GIVEN REQUEST: Pick out each line in the data below that contains the string "mountain" and copy those lines unchanged. Treat uppercase and lowercase letters as different when matching.

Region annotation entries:
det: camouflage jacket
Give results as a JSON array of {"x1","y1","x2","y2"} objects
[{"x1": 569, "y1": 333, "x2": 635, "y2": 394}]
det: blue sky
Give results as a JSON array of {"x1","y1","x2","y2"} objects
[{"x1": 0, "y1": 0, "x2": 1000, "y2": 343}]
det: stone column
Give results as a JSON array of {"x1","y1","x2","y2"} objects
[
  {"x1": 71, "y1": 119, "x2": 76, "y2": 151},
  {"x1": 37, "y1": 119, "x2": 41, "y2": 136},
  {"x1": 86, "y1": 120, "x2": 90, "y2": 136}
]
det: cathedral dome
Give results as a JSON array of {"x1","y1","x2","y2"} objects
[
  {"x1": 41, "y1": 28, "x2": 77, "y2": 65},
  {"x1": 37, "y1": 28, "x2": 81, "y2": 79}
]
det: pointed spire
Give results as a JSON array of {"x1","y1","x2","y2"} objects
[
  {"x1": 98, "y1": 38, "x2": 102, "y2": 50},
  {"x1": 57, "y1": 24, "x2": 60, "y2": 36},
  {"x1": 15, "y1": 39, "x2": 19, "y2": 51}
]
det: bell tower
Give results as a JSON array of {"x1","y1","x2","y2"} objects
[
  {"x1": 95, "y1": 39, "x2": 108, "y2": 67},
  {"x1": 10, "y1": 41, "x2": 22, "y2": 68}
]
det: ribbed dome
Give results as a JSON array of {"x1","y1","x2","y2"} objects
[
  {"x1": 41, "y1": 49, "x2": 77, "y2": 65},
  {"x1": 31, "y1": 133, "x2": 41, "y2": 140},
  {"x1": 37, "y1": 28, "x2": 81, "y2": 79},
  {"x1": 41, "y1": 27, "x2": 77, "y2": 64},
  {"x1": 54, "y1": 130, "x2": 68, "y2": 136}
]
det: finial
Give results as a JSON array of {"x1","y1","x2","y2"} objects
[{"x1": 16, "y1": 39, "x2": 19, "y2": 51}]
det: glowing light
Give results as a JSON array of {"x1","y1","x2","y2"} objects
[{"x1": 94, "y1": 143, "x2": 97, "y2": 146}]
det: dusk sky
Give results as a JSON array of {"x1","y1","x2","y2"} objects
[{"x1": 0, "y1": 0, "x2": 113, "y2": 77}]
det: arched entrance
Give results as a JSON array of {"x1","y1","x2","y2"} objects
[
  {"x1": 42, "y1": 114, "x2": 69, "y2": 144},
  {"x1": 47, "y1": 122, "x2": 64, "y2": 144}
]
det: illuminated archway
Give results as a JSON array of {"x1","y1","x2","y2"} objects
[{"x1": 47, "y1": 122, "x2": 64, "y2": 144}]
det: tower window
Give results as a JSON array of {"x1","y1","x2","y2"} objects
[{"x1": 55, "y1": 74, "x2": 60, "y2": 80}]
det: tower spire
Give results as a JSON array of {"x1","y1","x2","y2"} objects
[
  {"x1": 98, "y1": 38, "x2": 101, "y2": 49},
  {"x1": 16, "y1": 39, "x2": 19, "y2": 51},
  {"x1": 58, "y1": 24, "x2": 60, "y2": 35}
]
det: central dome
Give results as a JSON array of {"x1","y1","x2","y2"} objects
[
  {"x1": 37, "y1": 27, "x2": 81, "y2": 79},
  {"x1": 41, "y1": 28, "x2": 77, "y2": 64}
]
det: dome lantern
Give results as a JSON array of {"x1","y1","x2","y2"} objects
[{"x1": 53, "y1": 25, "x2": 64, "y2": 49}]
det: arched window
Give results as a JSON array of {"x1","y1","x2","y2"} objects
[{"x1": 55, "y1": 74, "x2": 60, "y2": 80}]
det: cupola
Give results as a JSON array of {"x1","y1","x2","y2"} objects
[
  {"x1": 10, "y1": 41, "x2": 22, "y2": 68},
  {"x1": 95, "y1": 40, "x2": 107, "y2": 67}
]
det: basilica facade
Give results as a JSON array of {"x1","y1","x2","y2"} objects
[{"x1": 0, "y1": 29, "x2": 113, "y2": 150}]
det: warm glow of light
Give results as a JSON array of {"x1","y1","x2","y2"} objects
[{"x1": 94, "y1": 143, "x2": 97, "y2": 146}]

---

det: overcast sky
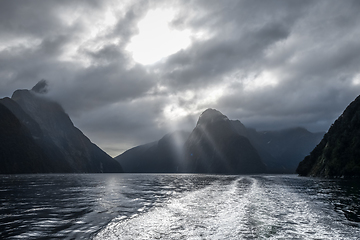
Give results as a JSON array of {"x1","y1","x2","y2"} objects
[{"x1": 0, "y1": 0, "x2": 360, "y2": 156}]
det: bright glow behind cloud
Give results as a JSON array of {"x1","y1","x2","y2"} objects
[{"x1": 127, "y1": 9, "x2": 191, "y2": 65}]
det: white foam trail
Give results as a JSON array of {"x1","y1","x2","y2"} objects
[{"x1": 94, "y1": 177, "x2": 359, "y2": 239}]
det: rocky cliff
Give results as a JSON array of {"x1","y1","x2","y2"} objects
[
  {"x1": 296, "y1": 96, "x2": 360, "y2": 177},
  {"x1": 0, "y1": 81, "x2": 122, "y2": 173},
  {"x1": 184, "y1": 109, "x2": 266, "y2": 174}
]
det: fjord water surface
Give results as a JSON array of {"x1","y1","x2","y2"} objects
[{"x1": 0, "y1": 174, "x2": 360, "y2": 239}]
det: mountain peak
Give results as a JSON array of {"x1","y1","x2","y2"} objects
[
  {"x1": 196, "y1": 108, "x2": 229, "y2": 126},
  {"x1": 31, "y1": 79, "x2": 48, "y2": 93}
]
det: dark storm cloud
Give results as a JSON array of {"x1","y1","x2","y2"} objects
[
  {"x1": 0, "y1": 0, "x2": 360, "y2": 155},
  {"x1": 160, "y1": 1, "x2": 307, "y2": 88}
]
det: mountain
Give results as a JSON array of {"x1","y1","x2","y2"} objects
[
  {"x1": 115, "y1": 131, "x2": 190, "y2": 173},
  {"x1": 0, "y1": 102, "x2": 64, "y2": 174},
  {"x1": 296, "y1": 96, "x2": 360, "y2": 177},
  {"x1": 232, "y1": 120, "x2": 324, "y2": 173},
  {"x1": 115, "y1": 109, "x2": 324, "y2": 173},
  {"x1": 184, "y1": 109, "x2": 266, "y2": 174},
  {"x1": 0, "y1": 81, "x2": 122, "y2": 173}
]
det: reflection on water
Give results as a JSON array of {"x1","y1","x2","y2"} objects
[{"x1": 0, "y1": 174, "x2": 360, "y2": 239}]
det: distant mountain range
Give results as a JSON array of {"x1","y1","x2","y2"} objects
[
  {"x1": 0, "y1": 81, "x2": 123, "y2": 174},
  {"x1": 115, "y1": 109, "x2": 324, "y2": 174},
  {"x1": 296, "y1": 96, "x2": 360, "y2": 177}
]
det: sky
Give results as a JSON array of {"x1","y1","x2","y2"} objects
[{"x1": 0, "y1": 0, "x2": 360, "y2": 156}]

TASK OUTPUT:
det: mountain peak
det: mountain
det: distant mountain range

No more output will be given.